Stagwell Global had a strong start to its second year post-merger with MDC Partners, leading it to raise its full-year growth forecast for 2022 to between 10% and 12%.
Revenue grew 254.7% year over year to $642.9 million, with organic net revenue up 23.6% in the quarter.
On an investor call on Friday (May 6), Stagwell CEO Mark Penn said that growth was driven by digital transformation services, which increased 9% year over year, as well as consumer insights and strategy, up 56% year over year.
Penn highlighted growth in media as well, as Stagwell now has the scale to go after global accounts spending “hundreds of millions of dollars on media buys.” Stagwell merged Assembly and ForwardPMX in September, creating a full-service media offering with $5 billion in negotiating leverage. The agency won Lenovo’s multimillion-dollar media account in April.
“A lot of media is out for bid these days,” Penn told investors. “People are saying, ‘I used to do mostly conventional media, now I’ve shifted. I’ve got to reconsider the team.’ We’re already 75% online placement, and that positions us extremely well for clients looking to shift their media placements.”
Stagwell is also investing in new areas as it expands its global footprint. The company acquired Poland-based e-commerce agency Brand New Galaxy in April after purchasing Canada-based multicultural firm Dyversity Communications earlier that month, shoring up capabilities in two important areas.

**WORK TASK 1**
Copy the Stagwell passage from "On an investor" down to "year over year.".
**WORK TASK 2**
According to the Stagwell passage, which company's media account did the agency win in April?
The records below have no connection to the passage about Stagwell's results.

**LISTED ENTRIES**
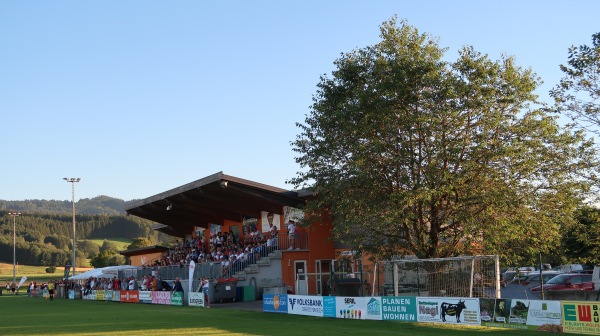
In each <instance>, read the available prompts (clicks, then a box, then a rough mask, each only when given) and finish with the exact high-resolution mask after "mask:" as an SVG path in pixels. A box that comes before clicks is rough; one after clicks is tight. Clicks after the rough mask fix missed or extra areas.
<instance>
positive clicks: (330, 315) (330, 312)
mask: <svg viewBox="0 0 600 336" xmlns="http://www.w3.org/2000/svg"><path fill="white" fill-rule="evenodd" d="M323 316H324V317H332V318H337V317H338V316H337V308H336V305H335V296H323Z"/></svg>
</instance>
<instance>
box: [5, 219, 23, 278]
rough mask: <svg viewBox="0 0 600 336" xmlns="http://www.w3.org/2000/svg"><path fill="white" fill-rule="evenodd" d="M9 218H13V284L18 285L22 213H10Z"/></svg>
mask: <svg viewBox="0 0 600 336" xmlns="http://www.w3.org/2000/svg"><path fill="white" fill-rule="evenodd" d="M8 215H9V216H12V218H13V283H14V284H16V283H17V247H16V246H17V233H16V232H17V216H21V213H20V212H9V213H8Z"/></svg>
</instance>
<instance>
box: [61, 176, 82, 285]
mask: <svg viewBox="0 0 600 336" xmlns="http://www.w3.org/2000/svg"><path fill="white" fill-rule="evenodd" d="M63 180H65V181H67V182H69V183H71V185H72V193H71V196H72V198H71V204H72V206H73V261H72V264H73V275H75V258H76V255H77V254H76V250H77V241H76V239H75V182H79V181H81V178H79V177H64V178H63Z"/></svg>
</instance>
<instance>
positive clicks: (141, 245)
mask: <svg viewBox="0 0 600 336" xmlns="http://www.w3.org/2000/svg"><path fill="white" fill-rule="evenodd" d="M152 245H153V244H152V241H151V240H150V239H148V238H146V237H138V238H134V239H133V242H131V245H129V246H127V249H128V250H133V249H136V248H142V247H146V246H152Z"/></svg>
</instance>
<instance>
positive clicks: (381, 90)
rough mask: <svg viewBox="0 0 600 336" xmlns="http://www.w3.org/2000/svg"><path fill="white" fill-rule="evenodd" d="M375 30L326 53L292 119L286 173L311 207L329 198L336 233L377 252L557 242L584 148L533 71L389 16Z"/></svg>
mask: <svg viewBox="0 0 600 336" xmlns="http://www.w3.org/2000/svg"><path fill="white" fill-rule="evenodd" d="M380 30H381V42H379V43H378V44H376V45H373V46H368V47H365V48H362V49H357V50H353V51H351V52H348V53H344V54H342V55H341V57H340V58H339V59H338V60H336V61H335V63H334V64H335V65H336V70H335V71H333V73H332V75H331V76H327V75H323V76H322V77H321V80H320V82H319V84H318V85H317V87H318V89H317V92H316V94H315V96H314V104H313V105H312V108H311V111H310V113H309V114H308V115H307V117H306V119H305V122H304V123H298V124H297V126H298V127H299V128H300V130H301V132H300V134H299V135H298V136H297V139H296V140H295V141H294V142H293V147H294V150H295V151H296V152H297V154H298V156H297V157H296V161H297V162H298V163H299V164H300V166H301V167H302V170H301V171H300V172H299V173H298V174H297V176H296V177H295V178H293V179H292V180H291V182H292V183H293V184H294V185H295V186H296V187H301V188H310V189H311V190H312V192H313V193H314V195H315V197H314V199H313V200H311V201H310V202H308V203H307V211H306V212H307V213H308V214H310V215H309V216H308V217H307V220H308V221H313V220H319V219H320V218H319V216H321V214H322V210H323V209H326V210H327V212H328V214H329V215H330V216H331V218H332V220H333V224H334V230H333V233H334V237H335V238H336V239H337V240H340V241H342V242H345V243H347V244H349V245H350V246H351V247H353V248H356V249H360V250H362V251H367V252H370V253H372V254H373V255H376V256H377V255H379V256H390V255H398V254H414V255H417V256H418V257H421V258H429V257H449V256H455V255H458V254H467V253H472V252H474V251H476V250H478V249H479V250H480V249H481V248H483V249H484V250H483V252H484V253H498V254H501V255H502V256H503V257H504V258H505V259H506V260H508V261H515V262H516V261H517V259H518V258H527V257H529V256H534V255H537V253H539V252H544V251H546V250H548V249H550V248H553V247H555V246H556V245H555V244H558V242H559V240H560V230H561V229H563V228H565V227H568V226H569V225H572V224H573V223H574V220H573V218H574V217H573V215H572V214H573V211H574V210H575V208H576V205H577V204H578V203H579V201H580V199H581V197H582V196H583V195H585V192H586V190H587V186H586V184H585V182H582V181H579V180H577V178H576V174H577V173H578V172H580V171H581V170H583V169H586V168H587V167H588V166H589V164H590V163H591V160H592V158H593V151H592V148H591V144H590V143H589V142H586V140H585V138H584V137H583V136H582V134H581V133H578V132H574V131H572V130H570V129H561V128H560V127H559V125H558V124H557V122H556V120H555V119H554V118H552V117H549V116H548V115H546V114H544V112H543V111H542V110H540V109H538V108H536V106H538V104H537V102H536V99H537V97H536V96H535V95H534V93H533V92H534V90H535V89H536V87H537V85H538V84H539V79H538V78H537V77H536V76H535V74H533V73H532V71H531V70H524V69H522V68H520V67H518V66H517V65H515V62H514V59H513V58H511V57H503V58H502V59H501V60H500V61H491V60H490V59H489V58H488V57H487V56H486V55H482V54H480V53H478V52H476V51H475V50H474V49H473V48H471V47H465V48H463V49H462V50H460V52H459V56H458V59H457V60H456V61H454V62H449V61H446V60H445V59H444V53H445V51H446V50H445V49H443V48H441V47H440V46H439V45H438V43H437V40H436V39H433V38H431V37H430V36H429V35H427V34H421V33H419V32H418V31H417V29H415V28H414V27H412V26H410V25H408V24H407V23H406V22H400V23H399V24H398V22H397V21H396V19H395V18H392V19H391V20H389V21H387V22H384V23H383V24H382V26H381V27H380ZM479 252H480V253H481V252H482V251H481V250H480V251H479Z"/></svg>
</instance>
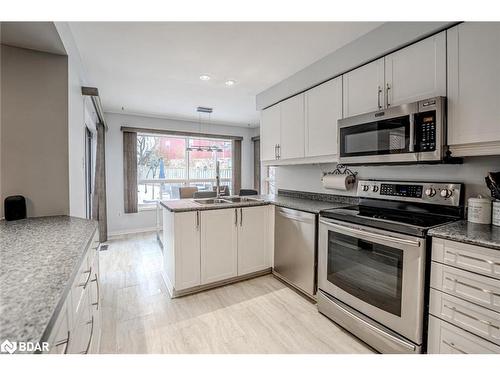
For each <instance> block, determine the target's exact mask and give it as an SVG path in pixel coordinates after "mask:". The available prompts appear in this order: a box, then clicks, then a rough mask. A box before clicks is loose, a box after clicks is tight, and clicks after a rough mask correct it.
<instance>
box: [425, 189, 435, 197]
mask: <svg viewBox="0 0 500 375" xmlns="http://www.w3.org/2000/svg"><path fill="white" fill-rule="evenodd" d="M425 195H427V196H428V197H433V196H435V195H436V189H434V188H427V189H425Z"/></svg>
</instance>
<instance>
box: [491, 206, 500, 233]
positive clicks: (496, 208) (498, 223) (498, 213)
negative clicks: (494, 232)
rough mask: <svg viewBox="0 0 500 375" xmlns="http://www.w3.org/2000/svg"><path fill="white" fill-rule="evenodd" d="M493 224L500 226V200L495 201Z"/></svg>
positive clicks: (493, 208) (493, 224)
mask: <svg viewBox="0 0 500 375" xmlns="http://www.w3.org/2000/svg"><path fill="white" fill-rule="evenodd" d="M492 222H493V225H498V226H499V227H500V201H495V202H493V220H492Z"/></svg>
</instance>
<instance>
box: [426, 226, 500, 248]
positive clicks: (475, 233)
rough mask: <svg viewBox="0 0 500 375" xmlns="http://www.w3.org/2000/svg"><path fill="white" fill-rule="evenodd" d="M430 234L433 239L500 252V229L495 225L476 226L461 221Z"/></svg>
mask: <svg viewBox="0 0 500 375" xmlns="http://www.w3.org/2000/svg"><path fill="white" fill-rule="evenodd" d="M428 234H429V235H430V236H433V237H439V238H444V239H447V240H452V241H457V242H464V243H468V244H472V245H478V246H484V247H489V248H492V249H497V250H500V227H498V226H494V225H488V224H474V223H469V222H468V221H466V220H460V221H455V222H453V223H449V224H445V225H441V226H438V227H435V228H432V229H431V230H429V232H428Z"/></svg>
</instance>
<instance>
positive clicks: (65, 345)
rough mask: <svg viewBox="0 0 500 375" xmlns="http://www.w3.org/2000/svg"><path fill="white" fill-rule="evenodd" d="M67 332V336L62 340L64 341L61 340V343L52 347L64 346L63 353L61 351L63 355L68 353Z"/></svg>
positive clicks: (55, 343) (58, 341) (54, 345)
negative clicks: (62, 353)
mask: <svg viewBox="0 0 500 375" xmlns="http://www.w3.org/2000/svg"><path fill="white" fill-rule="evenodd" d="M69 335H70V333H69V331H68V336H67V337H66V338H65V339H64V340H61V341H58V342H56V343H55V344H54V346H61V345H64V351H63V354H67V353H68V346H69Z"/></svg>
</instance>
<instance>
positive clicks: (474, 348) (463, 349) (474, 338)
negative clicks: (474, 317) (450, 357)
mask: <svg viewBox="0 0 500 375" xmlns="http://www.w3.org/2000/svg"><path fill="white" fill-rule="evenodd" d="M428 352H429V354H495V353H497V354H498V353H500V346H498V345H495V344H493V343H491V342H489V341H486V340H484V339H482V338H480V337H477V336H475V335H473V334H471V333H469V332H466V331H464V330H463V329H461V328H458V327H455V326H454V325H452V324H450V323H447V322H445V321H443V320H441V319H438V318H436V317H434V316H432V315H431V316H430V317H429V340H428Z"/></svg>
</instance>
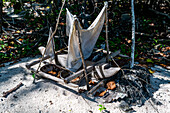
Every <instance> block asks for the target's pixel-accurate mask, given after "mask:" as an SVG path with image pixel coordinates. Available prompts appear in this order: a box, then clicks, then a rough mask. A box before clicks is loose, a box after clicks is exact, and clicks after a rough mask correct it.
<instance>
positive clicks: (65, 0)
mask: <svg viewBox="0 0 170 113" xmlns="http://www.w3.org/2000/svg"><path fill="white" fill-rule="evenodd" d="M65 1H66V0H64V2H63V4H62V6H61V10H60V13H59V15H58V18H57V23H56V26H55V30H54V32H53V33H52V35H51V36H50V40H49V41H48V43H47V46H46V48H47V47H48V45H49V44H50V41H51V40H52V38H53V36H54V34H55V33H56V31H57V28H58V24H59V19H60V15H61V12H62V11H63V7H64V4H65ZM46 48H45V51H44V54H43V55H42V59H41V61H40V63H39V66H38V68H37V71H36V73H38V70H39V68H40V66H41V62H42V60H43V58H44V55H45V53H46V51H47V49H46ZM34 81H35V77H34Z"/></svg>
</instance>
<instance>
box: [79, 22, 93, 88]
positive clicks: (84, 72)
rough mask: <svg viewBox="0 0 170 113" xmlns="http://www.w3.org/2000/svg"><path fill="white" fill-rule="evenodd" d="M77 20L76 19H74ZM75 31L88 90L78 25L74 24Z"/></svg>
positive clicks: (87, 83)
mask: <svg viewBox="0 0 170 113" xmlns="http://www.w3.org/2000/svg"><path fill="white" fill-rule="evenodd" d="M76 22H77V21H76ZM76 32H77V38H78V45H79V51H80V56H81V60H82V63H83V68H84V75H85V78H86V85H87V90H88V91H89V90H90V87H89V79H88V76H87V69H86V64H85V62H84V56H83V52H82V48H81V40H80V33H79V31H78V26H77V24H76Z"/></svg>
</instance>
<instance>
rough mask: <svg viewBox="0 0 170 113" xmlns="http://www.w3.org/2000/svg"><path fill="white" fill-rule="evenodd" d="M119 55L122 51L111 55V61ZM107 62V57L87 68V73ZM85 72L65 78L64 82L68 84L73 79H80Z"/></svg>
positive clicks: (70, 75)
mask: <svg viewBox="0 0 170 113" xmlns="http://www.w3.org/2000/svg"><path fill="white" fill-rule="evenodd" d="M119 53H120V50H118V51H116V52H114V53H111V54H110V55H109V59H111V56H112V57H115V56H117V55H118V54H119ZM105 62H106V57H105V58H102V59H101V60H99V61H98V62H96V63H95V64H93V65H91V66H87V73H88V72H90V71H92V70H93V68H94V66H95V65H97V64H100V63H105ZM83 72H84V70H80V71H78V72H75V73H74V74H72V75H70V76H68V77H67V78H65V80H64V81H65V82H66V83H68V82H70V81H71V80H73V79H75V78H77V77H79V76H80V75H82V74H83Z"/></svg>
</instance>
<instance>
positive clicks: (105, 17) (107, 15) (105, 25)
mask: <svg viewBox="0 0 170 113" xmlns="http://www.w3.org/2000/svg"><path fill="white" fill-rule="evenodd" d="M104 5H105V6H106V13H105V19H106V25H105V26H106V47H107V57H106V61H107V62H109V43H108V17H107V16H108V15H107V7H108V2H104Z"/></svg>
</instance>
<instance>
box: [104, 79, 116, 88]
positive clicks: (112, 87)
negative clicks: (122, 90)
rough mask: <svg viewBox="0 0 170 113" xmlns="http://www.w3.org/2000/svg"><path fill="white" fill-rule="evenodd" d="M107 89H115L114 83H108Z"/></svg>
mask: <svg viewBox="0 0 170 113" xmlns="http://www.w3.org/2000/svg"><path fill="white" fill-rule="evenodd" d="M106 85H107V89H110V90H113V89H115V88H116V83H115V82H114V81H110V82H108V83H107V84H106Z"/></svg>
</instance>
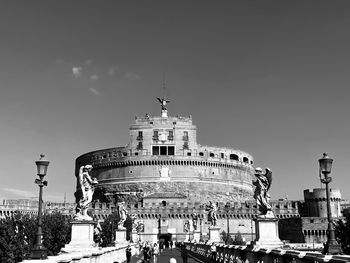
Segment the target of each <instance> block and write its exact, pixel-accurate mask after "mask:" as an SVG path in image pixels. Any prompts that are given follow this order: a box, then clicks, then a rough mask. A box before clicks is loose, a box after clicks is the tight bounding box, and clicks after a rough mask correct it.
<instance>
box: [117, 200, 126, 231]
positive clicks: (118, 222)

**EXERCISE OUTPUT 1**
On an investor call on Friday (May 6), Stagwell CEO Mark Penn said that growth was driven by digital transformation services, which increased 9% year over year, as well as consumer insights and strategy, up 56% year over year.

**EXERCISE OUTPUT 2**
Lenovo's multimillion-dollar media account.